_Directive_
Could you reproduce the entries from the line with "Your task is to find the white suv" up to and including the line with "(197, 254), (316, 375)", renaming "clear blue sky" to "cloudless sky" and keeping everything else unchanged?
··· Given data ···
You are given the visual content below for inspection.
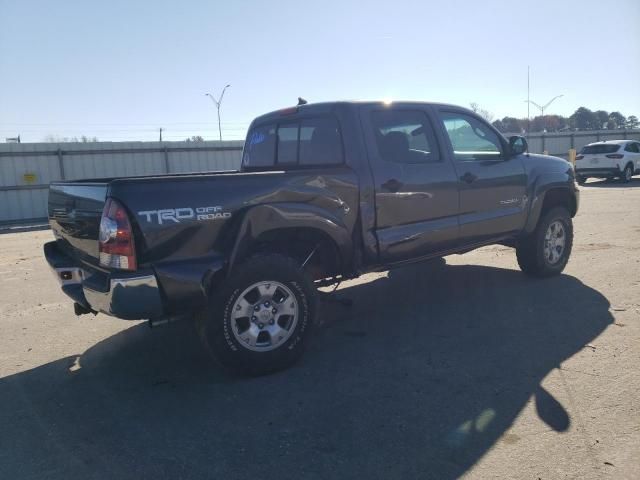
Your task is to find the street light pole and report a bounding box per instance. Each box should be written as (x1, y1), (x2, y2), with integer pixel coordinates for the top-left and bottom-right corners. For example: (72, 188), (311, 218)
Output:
(205, 85), (231, 141)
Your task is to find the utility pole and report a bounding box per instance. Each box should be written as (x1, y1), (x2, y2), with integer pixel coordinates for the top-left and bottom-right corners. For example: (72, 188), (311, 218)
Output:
(527, 65), (531, 139)
(205, 85), (231, 141)
(525, 95), (564, 130)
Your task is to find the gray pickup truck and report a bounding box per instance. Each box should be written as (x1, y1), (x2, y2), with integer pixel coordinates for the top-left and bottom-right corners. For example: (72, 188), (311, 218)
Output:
(44, 102), (579, 374)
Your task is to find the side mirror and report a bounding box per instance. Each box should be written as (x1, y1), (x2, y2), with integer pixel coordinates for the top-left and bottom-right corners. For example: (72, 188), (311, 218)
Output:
(509, 135), (529, 156)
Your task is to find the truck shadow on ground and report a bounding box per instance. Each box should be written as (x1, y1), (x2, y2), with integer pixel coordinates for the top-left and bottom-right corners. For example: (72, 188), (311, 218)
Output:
(0, 264), (613, 479)
(581, 177), (640, 188)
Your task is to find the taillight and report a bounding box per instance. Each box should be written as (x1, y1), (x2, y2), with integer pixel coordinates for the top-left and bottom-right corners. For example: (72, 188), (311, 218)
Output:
(98, 198), (138, 270)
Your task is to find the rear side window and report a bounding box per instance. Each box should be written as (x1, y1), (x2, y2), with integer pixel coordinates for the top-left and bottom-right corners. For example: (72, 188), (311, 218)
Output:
(580, 143), (620, 155)
(243, 117), (344, 167)
(440, 112), (502, 161)
(242, 125), (276, 167)
(371, 110), (440, 163)
(278, 123), (298, 165)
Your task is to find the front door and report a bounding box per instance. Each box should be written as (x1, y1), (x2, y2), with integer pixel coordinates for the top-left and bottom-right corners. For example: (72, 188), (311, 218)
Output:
(360, 106), (458, 263)
(438, 109), (529, 245)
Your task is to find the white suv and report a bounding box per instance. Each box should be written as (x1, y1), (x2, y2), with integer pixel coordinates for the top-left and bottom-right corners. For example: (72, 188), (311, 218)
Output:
(576, 140), (640, 184)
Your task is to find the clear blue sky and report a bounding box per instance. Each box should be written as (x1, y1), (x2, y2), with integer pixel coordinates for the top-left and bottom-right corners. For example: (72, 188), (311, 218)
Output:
(0, 0), (640, 141)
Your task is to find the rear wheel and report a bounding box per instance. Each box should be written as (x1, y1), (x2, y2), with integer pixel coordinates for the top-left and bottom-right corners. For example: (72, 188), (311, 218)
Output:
(197, 254), (315, 375)
(516, 207), (573, 277)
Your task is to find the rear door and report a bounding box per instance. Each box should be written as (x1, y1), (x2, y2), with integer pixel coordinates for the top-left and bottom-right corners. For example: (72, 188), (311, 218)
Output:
(621, 142), (640, 172)
(360, 105), (458, 263)
(438, 107), (528, 244)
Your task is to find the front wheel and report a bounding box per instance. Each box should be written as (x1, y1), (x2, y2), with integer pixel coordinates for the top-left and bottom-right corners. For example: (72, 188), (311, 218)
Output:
(516, 207), (573, 277)
(197, 254), (316, 375)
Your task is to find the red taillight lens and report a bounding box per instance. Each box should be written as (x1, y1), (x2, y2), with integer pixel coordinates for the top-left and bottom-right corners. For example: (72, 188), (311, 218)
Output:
(98, 198), (138, 270)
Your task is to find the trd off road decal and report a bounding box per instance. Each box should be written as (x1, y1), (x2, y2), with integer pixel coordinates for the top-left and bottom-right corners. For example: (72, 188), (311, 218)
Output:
(138, 206), (231, 225)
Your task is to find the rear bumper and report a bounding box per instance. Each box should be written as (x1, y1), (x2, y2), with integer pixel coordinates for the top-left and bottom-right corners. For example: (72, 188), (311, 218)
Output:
(576, 167), (622, 177)
(44, 242), (163, 320)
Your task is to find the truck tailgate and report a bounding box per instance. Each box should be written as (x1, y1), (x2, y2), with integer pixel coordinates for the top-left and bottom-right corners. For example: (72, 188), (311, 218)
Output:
(48, 181), (108, 265)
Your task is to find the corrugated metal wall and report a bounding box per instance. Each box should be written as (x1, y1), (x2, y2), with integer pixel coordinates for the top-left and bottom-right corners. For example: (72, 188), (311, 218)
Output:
(0, 141), (243, 223)
(0, 130), (640, 223)
(524, 130), (640, 156)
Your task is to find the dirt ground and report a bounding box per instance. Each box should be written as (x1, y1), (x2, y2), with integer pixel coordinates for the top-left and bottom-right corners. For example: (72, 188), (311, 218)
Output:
(0, 179), (640, 479)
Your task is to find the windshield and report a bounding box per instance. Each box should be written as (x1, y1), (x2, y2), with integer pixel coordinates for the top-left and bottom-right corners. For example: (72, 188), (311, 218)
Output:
(580, 144), (620, 155)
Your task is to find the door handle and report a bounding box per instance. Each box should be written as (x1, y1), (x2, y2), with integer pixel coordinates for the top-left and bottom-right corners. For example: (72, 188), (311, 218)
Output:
(382, 178), (403, 193)
(460, 172), (478, 183)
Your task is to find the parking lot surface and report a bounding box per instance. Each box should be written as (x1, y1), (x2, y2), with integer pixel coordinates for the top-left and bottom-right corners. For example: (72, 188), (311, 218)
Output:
(0, 179), (640, 479)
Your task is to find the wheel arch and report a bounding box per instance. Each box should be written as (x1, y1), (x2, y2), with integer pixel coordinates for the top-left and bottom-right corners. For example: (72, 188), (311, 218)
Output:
(227, 203), (353, 278)
(525, 186), (578, 233)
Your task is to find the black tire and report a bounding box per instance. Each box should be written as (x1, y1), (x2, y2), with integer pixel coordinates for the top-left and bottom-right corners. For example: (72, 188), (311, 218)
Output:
(516, 207), (573, 277)
(196, 254), (316, 376)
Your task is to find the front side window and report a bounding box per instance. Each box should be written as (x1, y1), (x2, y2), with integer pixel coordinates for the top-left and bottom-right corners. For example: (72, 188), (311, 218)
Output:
(371, 110), (439, 163)
(298, 117), (343, 165)
(242, 125), (276, 167)
(440, 112), (502, 161)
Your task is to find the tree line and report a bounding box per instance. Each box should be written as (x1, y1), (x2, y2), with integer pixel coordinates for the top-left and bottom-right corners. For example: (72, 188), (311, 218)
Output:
(490, 104), (640, 133)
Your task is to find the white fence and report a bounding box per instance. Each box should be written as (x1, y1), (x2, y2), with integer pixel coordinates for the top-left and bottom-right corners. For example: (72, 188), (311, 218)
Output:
(524, 129), (640, 156)
(0, 141), (243, 224)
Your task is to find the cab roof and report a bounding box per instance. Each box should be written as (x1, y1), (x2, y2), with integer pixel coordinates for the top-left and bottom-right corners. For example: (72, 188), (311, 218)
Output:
(586, 139), (636, 147)
(252, 100), (473, 124)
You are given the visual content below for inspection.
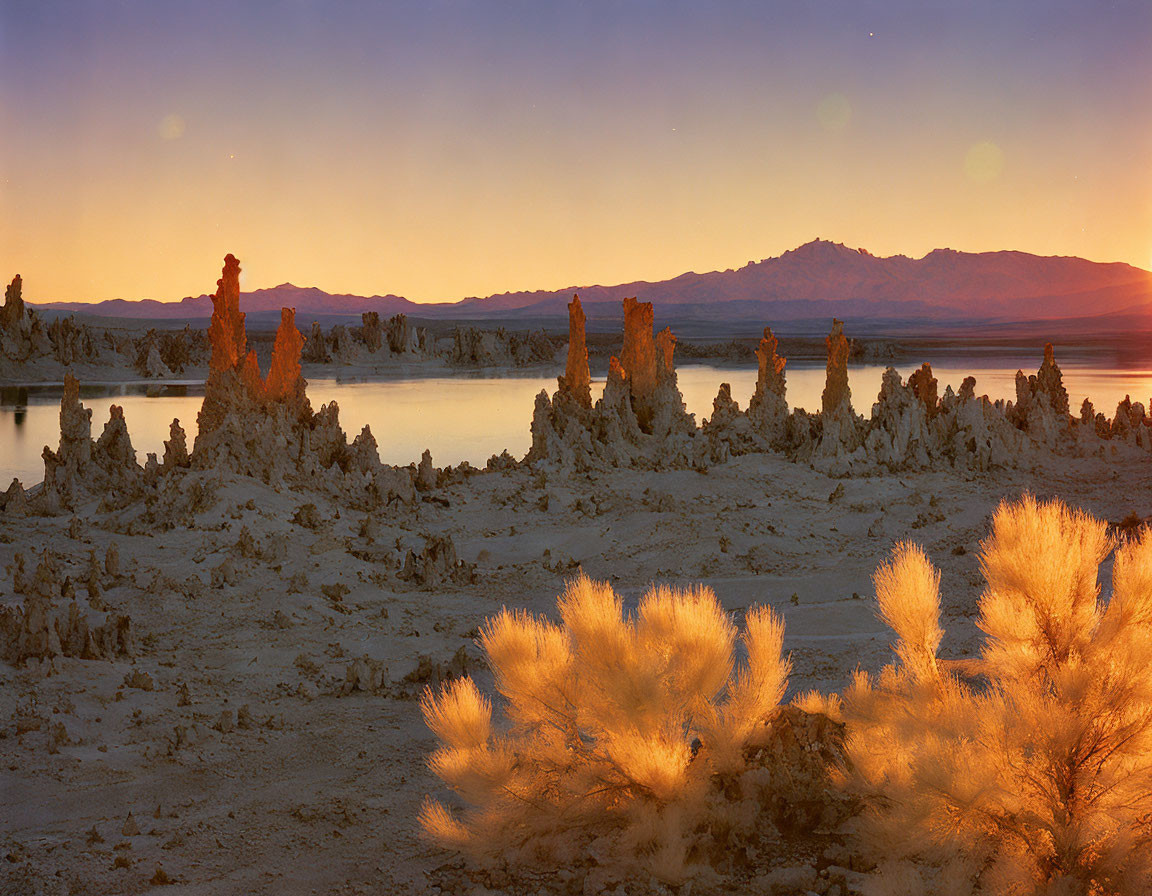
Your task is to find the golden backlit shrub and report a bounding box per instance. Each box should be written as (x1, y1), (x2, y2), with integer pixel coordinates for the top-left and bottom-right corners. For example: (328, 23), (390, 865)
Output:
(420, 577), (789, 882)
(843, 498), (1152, 896)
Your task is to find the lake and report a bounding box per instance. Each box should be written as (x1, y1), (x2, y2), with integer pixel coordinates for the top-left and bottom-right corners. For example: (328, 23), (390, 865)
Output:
(0, 357), (1152, 488)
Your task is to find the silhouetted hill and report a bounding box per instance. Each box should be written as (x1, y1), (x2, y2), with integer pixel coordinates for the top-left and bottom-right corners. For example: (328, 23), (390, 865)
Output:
(27, 240), (1152, 322)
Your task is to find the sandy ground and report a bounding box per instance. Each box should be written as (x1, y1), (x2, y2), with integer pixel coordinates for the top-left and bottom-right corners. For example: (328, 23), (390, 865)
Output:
(0, 455), (1152, 894)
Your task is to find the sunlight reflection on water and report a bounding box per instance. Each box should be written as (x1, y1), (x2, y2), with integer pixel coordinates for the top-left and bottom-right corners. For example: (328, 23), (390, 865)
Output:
(0, 364), (1152, 488)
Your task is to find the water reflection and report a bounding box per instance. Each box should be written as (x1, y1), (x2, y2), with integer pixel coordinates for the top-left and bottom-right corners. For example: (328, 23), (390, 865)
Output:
(0, 357), (1152, 488)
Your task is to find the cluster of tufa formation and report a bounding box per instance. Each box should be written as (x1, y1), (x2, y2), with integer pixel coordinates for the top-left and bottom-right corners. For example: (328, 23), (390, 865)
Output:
(526, 296), (706, 470)
(0, 550), (136, 666)
(448, 327), (556, 367)
(528, 298), (1152, 476)
(0, 255), (434, 527)
(302, 311), (432, 364)
(188, 255), (415, 504)
(0, 268), (207, 379)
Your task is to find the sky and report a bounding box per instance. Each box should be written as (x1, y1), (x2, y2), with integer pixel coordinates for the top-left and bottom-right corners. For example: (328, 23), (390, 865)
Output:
(0, 0), (1152, 302)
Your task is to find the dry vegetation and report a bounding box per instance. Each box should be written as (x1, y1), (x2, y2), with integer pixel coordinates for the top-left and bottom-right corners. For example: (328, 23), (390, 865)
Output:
(422, 498), (1152, 896)
(422, 577), (789, 882)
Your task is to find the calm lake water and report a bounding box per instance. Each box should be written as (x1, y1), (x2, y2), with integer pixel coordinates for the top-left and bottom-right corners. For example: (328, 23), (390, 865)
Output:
(0, 358), (1152, 488)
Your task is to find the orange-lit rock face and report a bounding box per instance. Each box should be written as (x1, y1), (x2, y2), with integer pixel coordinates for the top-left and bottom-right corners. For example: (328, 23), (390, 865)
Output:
(655, 327), (676, 377)
(823, 318), (852, 417)
(563, 296), (592, 408)
(1036, 342), (1068, 415)
(756, 327), (788, 396)
(620, 298), (657, 427)
(264, 307), (304, 402)
(908, 362), (940, 417)
(0, 274), (24, 329)
(209, 253), (246, 371)
(197, 255), (311, 442)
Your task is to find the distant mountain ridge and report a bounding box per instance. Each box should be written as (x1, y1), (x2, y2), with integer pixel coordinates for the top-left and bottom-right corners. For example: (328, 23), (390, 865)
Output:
(27, 240), (1152, 322)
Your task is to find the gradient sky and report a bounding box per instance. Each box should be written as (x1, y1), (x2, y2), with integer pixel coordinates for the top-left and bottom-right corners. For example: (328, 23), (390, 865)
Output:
(0, 0), (1152, 302)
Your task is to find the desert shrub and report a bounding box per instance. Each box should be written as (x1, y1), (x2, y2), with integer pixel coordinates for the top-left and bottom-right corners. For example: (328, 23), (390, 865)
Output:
(843, 498), (1152, 895)
(420, 577), (806, 882)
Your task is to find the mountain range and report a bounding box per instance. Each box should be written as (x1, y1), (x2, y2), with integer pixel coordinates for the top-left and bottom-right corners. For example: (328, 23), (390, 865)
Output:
(27, 240), (1152, 322)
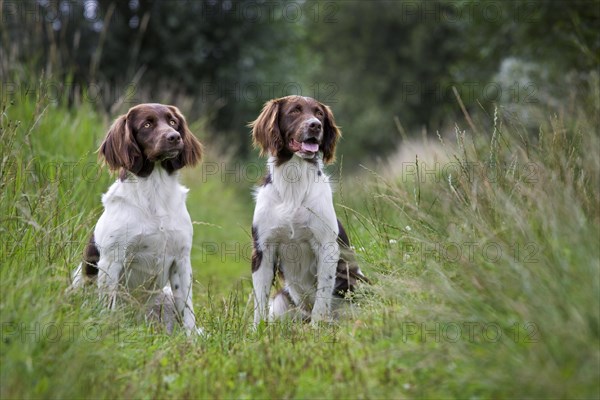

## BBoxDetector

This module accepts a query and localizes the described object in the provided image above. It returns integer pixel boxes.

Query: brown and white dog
[250,96,366,325]
[72,104,202,334]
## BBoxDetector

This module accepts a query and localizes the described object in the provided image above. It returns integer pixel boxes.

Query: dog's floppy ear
[248,99,283,156]
[99,115,143,173]
[321,103,342,164]
[165,106,202,170]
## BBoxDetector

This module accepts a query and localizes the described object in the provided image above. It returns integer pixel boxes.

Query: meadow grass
[0,88,600,399]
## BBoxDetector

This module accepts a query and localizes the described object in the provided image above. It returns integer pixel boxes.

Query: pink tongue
[302,142,319,153]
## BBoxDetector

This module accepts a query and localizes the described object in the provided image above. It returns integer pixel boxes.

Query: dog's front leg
[98,258,123,310]
[311,241,340,324]
[252,238,275,327]
[169,257,196,336]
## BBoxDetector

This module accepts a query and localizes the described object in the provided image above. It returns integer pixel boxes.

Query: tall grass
[0,80,600,398]
[346,99,600,398]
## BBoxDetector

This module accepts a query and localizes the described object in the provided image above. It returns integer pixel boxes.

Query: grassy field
[0,88,600,399]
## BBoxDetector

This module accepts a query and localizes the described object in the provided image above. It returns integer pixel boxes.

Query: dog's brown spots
[83,233,100,278]
[252,225,262,272]
[333,220,369,297]
[262,172,273,186]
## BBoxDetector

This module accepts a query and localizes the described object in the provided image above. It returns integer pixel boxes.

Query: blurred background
[0,0,600,164]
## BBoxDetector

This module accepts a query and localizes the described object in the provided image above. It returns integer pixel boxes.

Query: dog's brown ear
[248,99,283,156]
[168,106,202,169]
[321,103,342,164]
[99,115,142,172]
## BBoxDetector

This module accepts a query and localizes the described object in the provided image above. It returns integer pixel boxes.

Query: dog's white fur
[252,155,340,324]
[73,164,196,334]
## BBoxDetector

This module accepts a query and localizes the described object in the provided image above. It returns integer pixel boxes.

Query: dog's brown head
[99,103,202,177]
[249,96,341,164]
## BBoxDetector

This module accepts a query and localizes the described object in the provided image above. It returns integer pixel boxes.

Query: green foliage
[0,0,600,164]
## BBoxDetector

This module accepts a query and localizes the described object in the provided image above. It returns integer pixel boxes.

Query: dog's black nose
[308,121,321,132]
[167,132,181,143]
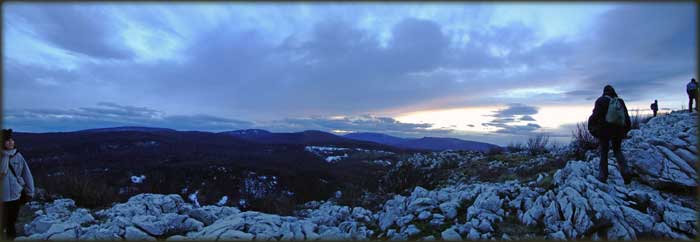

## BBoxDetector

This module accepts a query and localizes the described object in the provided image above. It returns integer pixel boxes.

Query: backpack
[605,97,625,126]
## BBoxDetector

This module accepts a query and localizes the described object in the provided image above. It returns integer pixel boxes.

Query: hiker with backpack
[685,78,700,113]
[588,85,632,184]
[0,129,34,240]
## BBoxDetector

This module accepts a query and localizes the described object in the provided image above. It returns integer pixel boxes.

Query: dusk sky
[3,2,697,145]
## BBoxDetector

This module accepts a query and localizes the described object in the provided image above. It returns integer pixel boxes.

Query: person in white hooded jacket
[0,129,34,240]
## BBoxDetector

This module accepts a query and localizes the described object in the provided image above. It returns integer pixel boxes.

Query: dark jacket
[588,93,632,138]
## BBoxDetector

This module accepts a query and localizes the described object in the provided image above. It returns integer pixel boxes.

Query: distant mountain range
[34,126,499,152]
[344,133,499,152]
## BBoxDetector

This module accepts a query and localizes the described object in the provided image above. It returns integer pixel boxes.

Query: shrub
[571,122,598,160]
[630,110,653,129]
[506,141,525,152]
[527,133,549,155]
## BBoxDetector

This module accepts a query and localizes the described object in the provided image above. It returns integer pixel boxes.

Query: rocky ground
[18,112,698,240]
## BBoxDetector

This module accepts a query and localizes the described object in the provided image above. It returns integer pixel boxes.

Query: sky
[2,2,697,145]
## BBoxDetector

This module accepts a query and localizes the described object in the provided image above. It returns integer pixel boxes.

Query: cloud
[496,123,541,135]
[3,3,697,144]
[481,103,542,135]
[520,115,536,121]
[3,102,253,132]
[574,3,697,101]
[4,102,452,136]
[5,4,134,59]
[493,103,538,118]
[258,115,452,136]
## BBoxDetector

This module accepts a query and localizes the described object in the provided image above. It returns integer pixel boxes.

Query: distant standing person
[588,85,632,184]
[685,78,700,113]
[0,129,34,240]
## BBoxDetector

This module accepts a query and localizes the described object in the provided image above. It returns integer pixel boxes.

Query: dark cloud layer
[4,102,452,136]
[481,103,542,135]
[3,3,697,143]
[3,102,253,132]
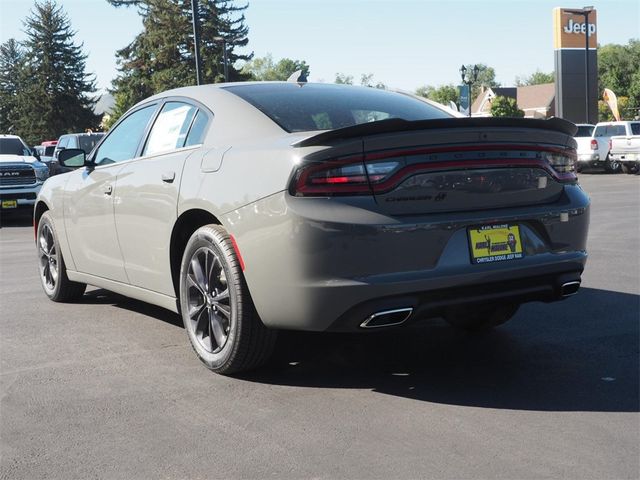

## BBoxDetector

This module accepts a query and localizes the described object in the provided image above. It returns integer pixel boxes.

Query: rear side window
[576,125,593,137]
[593,125,627,137]
[0,138,31,155]
[224,83,452,132]
[94,105,156,165]
[184,110,209,147]
[142,102,197,155]
[57,137,69,150]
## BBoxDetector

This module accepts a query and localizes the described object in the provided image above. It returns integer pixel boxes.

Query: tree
[107,0,253,123]
[242,53,309,81]
[491,95,524,117]
[0,38,24,132]
[360,73,387,90]
[598,40,640,120]
[333,73,387,89]
[15,0,100,144]
[416,84,460,107]
[516,70,556,87]
[598,97,635,122]
[467,63,500,103]
[333,73,353,85]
···
_The reply_
Your task is to find the white suv and report a bounding box per instance. Each box should be written as (x1, y1), (x2, y2), with integer pixel coordinates for the top-left and bottom-right corners. For example: (72, 188), (311, 218)
Output:
(576, 140), (640, 184)
Your task is to find the cloudless sky and report a bounding box per instance. Each box should be written as (x1, y1), (x2, y2), with integer pixel coordinates for the top-left and bottom-right corners. For example: (72, 188), (311, 218)
Output:
(0, 0), (640, 141)
Your task is to find the rear wheel and report a bounding box per instance. Each box should be written as (x1, y1), (x2, y2), with integer pixel coordinates for the top-left and bottom-right corners. For example: (72, 188), (311, 218)
Output:
(197, 254), (315, 375)
(516, 207), (573, 277)
Your task is to find the rear door and report a bounding box per instance. Each box should be written as (x1, y1), (x2, y2), with integer pixel coordinates for the top-left and bottom-right corners. For example: (72, 188), (311, 218)
Output:
(621, 142), (640, 172)
(360, 105), (458, 263)
(438, 107), (528, 244)
Your task is to find the front wheel and report a bounding box per instance. Each box should be written as (x1, y1), (x2, y2), with integer pixel coordinates for the top-left and bottom-right corners. For example: (72, 188), (311, 218)
Output:
(516, 207), (573, 277)
(197, 254), (316, 375)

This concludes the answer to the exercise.